### SET PROBLEM:
Reproduce the lines below, from the line holding "Target: beige wall" through the end of the records, both ends included, renaming "white ceiling" to "painted ceiling" and leaving everything else unchanged.

### MATERIALS PROVIDED:

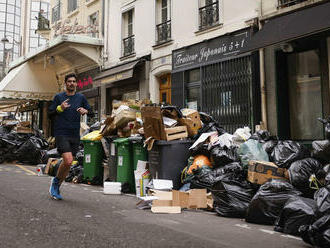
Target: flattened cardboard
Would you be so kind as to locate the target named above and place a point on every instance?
(166, 210)
(259, 172)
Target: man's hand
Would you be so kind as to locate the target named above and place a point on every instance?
(82, 111)
(65, 104)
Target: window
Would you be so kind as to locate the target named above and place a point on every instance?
(72, 5)
(163, 27)
(128, 36)
(208, 13)
(192, 92)
(93, 22)
(56, 12)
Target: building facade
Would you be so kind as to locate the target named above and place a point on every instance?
(294, 41)
(140, 48)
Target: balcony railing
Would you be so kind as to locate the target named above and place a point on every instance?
(72, 5)
(287, 3)
(56, 13)
(128, 45)
(209, 15)
(163, 31)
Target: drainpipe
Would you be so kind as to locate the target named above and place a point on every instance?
(263, 123)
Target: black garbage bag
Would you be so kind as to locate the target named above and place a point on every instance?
(200, 149)
(266, 205)
(210, 127)
(30, 151)
(53, 153)
(296, 212)
(75, 172)
(262, 136)
(322, 198)
(317, 234)
(95, 126)
(300, 173)
(205, 177)
(232, 194)
(223, 155)
(326, 123)
(321, 150)
(269, 146)
(288, 151)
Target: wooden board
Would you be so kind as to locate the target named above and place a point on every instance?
(174, 133)
(166, 210)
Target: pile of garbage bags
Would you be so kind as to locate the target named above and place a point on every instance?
(27, 148)
(297, 204)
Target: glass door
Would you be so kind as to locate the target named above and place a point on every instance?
(305, 95)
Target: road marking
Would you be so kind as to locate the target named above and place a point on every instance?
(267, 231)
(243, 226)
(291, 237)
(20, 166)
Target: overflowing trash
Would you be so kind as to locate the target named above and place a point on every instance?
(174, 159)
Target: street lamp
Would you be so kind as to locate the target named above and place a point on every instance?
(4, 40)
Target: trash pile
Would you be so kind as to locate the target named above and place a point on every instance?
(19, 142)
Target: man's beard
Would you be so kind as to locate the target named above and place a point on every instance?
(71, 89)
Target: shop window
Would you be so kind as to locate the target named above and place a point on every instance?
(165, 89)
(305, 95)
(127, 33)
(192, 89)
(163, 16)
(93, 22)
(208, 13)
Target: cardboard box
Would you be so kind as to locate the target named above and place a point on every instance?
(193, 199)
(191, 120)
(124, 117)
(153, 122)
(260, 172)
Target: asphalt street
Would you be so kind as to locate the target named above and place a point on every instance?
(88, 218)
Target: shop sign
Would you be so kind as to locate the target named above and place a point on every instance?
(85, 82)
(211, 50)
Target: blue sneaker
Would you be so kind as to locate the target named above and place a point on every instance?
(54, 189)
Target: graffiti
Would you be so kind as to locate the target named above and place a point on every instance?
(66, 27)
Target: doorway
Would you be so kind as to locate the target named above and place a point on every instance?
(302, 92)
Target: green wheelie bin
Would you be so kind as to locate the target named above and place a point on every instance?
(125, 169)
(93, 157)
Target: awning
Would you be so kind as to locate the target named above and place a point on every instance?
(291, 26)
(29, 81)
(39, 75)
(117, 73)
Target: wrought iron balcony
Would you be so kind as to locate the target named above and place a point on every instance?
(287, 3)
(56, 13)
(163, 31)
(128, 45)
(209, 15)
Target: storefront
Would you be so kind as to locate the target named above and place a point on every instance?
(123, 82)
(211, 77)
(297, 54)
(40, 75)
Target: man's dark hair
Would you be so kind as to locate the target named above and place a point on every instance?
(70, 75)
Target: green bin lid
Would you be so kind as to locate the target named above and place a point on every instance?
(91, 141)
(121, 141)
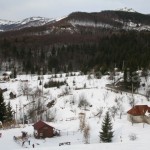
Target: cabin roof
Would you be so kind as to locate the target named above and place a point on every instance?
(40, 124)
(139, 110)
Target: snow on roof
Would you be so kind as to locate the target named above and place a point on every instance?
(139, 110)
(40, 124)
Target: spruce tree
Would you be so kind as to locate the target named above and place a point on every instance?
(107, 134)
(2, 108)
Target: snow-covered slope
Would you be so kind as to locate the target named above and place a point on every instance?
(66, 113)
(126, 9)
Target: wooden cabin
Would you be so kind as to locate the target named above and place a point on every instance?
(43, 130)
(12, 95)
(139, 114)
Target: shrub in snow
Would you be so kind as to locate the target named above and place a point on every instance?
(132, 137)
(83, 102)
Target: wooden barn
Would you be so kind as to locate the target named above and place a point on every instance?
(43, 130)
(12, 95)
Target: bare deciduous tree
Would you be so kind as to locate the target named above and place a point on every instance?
(82, 117)
(86, 134)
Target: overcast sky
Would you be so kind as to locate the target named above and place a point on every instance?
(20, 9)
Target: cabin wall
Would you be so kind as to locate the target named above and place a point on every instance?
(138, 119)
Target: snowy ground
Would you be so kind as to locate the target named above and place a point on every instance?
(98, 97)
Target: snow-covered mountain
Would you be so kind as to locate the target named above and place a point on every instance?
(126, 9)
(6, 25)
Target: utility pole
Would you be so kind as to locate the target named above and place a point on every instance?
(16, 114)
(132, 94)
(23, 114)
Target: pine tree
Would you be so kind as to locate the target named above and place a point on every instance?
(2, 108)
(9, 113)
(107, 134)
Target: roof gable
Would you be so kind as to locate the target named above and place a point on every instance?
(40, 124)
(139, 110)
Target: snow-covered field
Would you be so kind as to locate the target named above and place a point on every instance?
(66, 114)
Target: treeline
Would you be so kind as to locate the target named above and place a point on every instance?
(102, 51)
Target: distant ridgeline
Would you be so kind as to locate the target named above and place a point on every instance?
(81, 41)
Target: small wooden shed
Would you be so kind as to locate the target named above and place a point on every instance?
(43, 130)
(139, 114)
(12, 95)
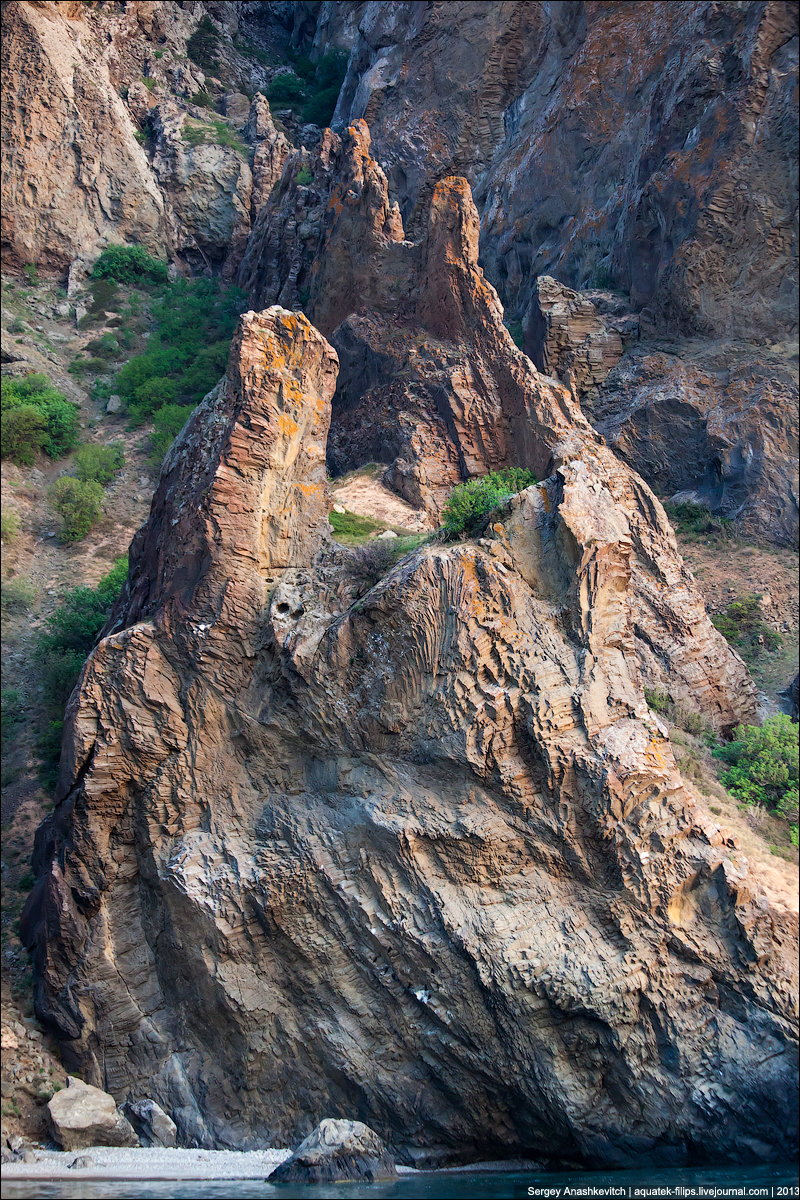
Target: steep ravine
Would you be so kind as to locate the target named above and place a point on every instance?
(425, 858)
(421, 855)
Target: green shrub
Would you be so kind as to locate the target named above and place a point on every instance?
(60, 415)
(8, 527)
(696, 522)
(98, 463)
(763, 766)
(329, 77)
(23, 432)
(515, 329)
(167, 424)
(286, 90)
(659, 701)
(78, 504)
(103, 297)
(130, 264)
(188, 352)
(470, 503)
(203, 47)
(743, 624)
(71, 635)
(12, 713)
(107, 347)
(17, 595)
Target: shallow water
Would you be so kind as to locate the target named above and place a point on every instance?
(750, 1182)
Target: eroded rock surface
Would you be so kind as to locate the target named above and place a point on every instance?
(431, 383)
(426, 845)
(86, 1116)
(577, 337)
(711, 423)
(651, 147)
(337, 1151)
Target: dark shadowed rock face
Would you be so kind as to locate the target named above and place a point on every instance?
(649, 145)
(425, 856)
(432, 383)
(715, 424)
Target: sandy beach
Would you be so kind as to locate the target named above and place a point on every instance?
(109, 1163)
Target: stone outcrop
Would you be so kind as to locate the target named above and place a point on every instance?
(78, 169)
(86, 1116)
(337, 1152)
(651, 148)
(431, 383)
(577, 337)
(711, 423)
(73, 175)
(425, 845)
(208, 186)
(151, 1123)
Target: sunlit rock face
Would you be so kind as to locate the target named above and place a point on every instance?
(423, 858)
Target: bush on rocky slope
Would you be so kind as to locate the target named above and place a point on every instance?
(71, 635)
(36, 417)
(130, 264)
(763, 767)
(78, 503)
(188, 349)
(470, 503)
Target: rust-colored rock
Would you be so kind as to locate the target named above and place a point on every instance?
(569, 339)
(429, 845)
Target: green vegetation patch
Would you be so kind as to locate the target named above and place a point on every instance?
(167, 424)
(17, 595)
(763, 767)
(311, 89)
(203, 47)
(469, 504)
(71, 635)
(98, 465)
(78, 503)
(695, 522)
(187, 353)
(36, 417)
(215, 131)
(350, 529)
(130, 264)
(743, 624)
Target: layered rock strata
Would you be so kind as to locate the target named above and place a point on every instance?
(715, 424)
(575, 339)
(653, 147)
(431, 383)
(419, 855)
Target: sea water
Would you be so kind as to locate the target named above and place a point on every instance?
(773, 1182)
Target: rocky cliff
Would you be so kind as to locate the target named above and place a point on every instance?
(421, 855)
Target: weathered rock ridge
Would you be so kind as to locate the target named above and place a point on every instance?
(422, 857)
(431, 383)
(653, 145)
(715, 423)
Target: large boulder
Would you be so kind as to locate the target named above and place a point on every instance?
(151, 1123)
(335, 1152)
(84, 1116)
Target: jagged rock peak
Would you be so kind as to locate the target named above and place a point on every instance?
(244, 486)
(444, 808)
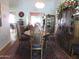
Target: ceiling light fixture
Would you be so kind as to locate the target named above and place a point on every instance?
(39, 5)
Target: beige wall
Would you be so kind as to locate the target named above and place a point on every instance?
(4, 29)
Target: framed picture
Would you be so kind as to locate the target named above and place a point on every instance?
(0, 17)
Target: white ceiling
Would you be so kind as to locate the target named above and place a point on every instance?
(50, 5)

### ANSWER:
Target: beige wall
Would you be so kind as to locate the target named above and place a point on every instance?
(4, 29)
Target: framed picture
Would you be so kind as to locate the target named above and place a point on every instance?
(0, 17)
Target: painted ceiling
Would you be so kind as to locate the target named above and place a point on every instance?
(50, 5)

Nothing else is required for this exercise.